■ WHAT YOU SHOULD DO
Return every one of the following entries verbatim, line by line and in the original order.

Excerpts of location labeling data

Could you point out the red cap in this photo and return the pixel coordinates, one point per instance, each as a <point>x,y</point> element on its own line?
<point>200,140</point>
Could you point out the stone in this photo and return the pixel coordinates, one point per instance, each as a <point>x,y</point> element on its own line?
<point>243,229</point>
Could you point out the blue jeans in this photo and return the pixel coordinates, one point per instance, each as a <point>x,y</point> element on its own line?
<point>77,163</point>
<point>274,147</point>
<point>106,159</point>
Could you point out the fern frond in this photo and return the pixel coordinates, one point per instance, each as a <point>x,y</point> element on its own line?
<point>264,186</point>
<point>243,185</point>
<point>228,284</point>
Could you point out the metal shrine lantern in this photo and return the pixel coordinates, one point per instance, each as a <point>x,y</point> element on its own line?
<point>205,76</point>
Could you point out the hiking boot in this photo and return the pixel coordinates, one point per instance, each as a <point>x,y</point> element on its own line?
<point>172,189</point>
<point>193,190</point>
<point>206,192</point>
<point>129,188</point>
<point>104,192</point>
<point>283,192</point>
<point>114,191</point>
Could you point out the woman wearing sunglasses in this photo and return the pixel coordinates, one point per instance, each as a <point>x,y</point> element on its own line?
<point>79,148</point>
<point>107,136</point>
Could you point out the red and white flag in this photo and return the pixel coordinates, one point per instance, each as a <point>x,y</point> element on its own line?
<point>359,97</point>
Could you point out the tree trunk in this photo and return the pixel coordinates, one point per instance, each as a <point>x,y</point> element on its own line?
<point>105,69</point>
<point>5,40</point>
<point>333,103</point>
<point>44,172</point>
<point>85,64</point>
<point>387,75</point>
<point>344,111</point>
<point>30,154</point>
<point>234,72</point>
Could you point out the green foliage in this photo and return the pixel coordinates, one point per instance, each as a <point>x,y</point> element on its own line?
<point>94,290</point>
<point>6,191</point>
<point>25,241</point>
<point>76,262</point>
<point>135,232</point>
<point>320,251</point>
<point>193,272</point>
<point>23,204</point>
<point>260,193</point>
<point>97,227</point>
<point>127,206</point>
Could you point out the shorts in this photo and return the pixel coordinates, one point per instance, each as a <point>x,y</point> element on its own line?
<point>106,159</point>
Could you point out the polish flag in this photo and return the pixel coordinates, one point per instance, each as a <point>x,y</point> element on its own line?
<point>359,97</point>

■ EXERCISE RESULT
Could you point out the red cap in this photo and return the pixel coordinates, one point per instance, each as a <point>x,y</point> element on its own line?
<point>200,140</point>
Could you point out the stone in this photo and return the pixel coordinates, one point per instance, each as a <point>x,y</point> element on its own line?
<point>243,229</point>
Could you point out the blue jeans in this photo and return the pixel coordinates, one point per instance, each as a <point>x,y</point> element on its own line?
<point>77,163</point>
<point>274,147</point>
<point>106,159</point>
Could you point out the fern frond in this photo and return the pixel coordinates, one point per instance, each as a <point>x,y</point> element on its own line?
<point>264,186</point>
<point>243,185</point>
<point>228,284</point>
Could you point out the metal shrine lantern in this photo and return the pixel coordinates, one point per instance, each as a <point>x,y</point> element on its own line?
<point>205,76</point>
Could you point out the hiking boot in this photo and return the pixel coordinates, one point per instance, each as a <point>x,y</point> element on its own line?
<point>172,189</point>
<point>193,190</point>
<point>206,192</point>
<point>129,188</point>
<point>104,192</point>
<point>283,192</point>
<point>114,191</point>
Could you point out the woman wearing sunglasses in this photo and return the pixel coordinates, one point per instance, each as a <point>x,y</point> element on its own line?
<point>79,148</point>
<point>107,136</point>
Could you point out the red and white flag in this photo and return the pixel coordinates, one point per instance, each as a <point>x,y</point> element on its own line?
<point>359,97</point>
Could you point out the tree trunk in this photo and return the pixel coordinates, one point per instance, each as a <point>x,y</point> element on its own line?
<point>105,69</point>
<point>5,40</point>
<point>333,103</point>
<point>44,172</point>
<point>85,64</point>
<point>387,75</point>
<point>344,111</point>
<point>30,154</point>
<point>234,72</point>
Could you point out the green foliage in this photo and return the pixel coordinates, one point per instance, each as a <point>x,y</point> element on its own line?
<point>94,290</point>
<point>6,191</point>
<point>25,241</point>
<point>76,262</point>
<point>135,232</point>
<point>320,251</point>
<point>193,272</point>
<point>23,204</point>
<point>260,193</point>
<point>97,227</point>
<point>127,206</point>
Could you point out the shorts in this photo and return the pixel coordinates, one point per instance, each as a <point>x,y</point> element on its own line?
<point>106,159</point>
Could you point out the polish flag in this photo and return the pixel coordinates, one point per instance, each as a <point>x,y</point> element on its own line?
<point>359,97</point>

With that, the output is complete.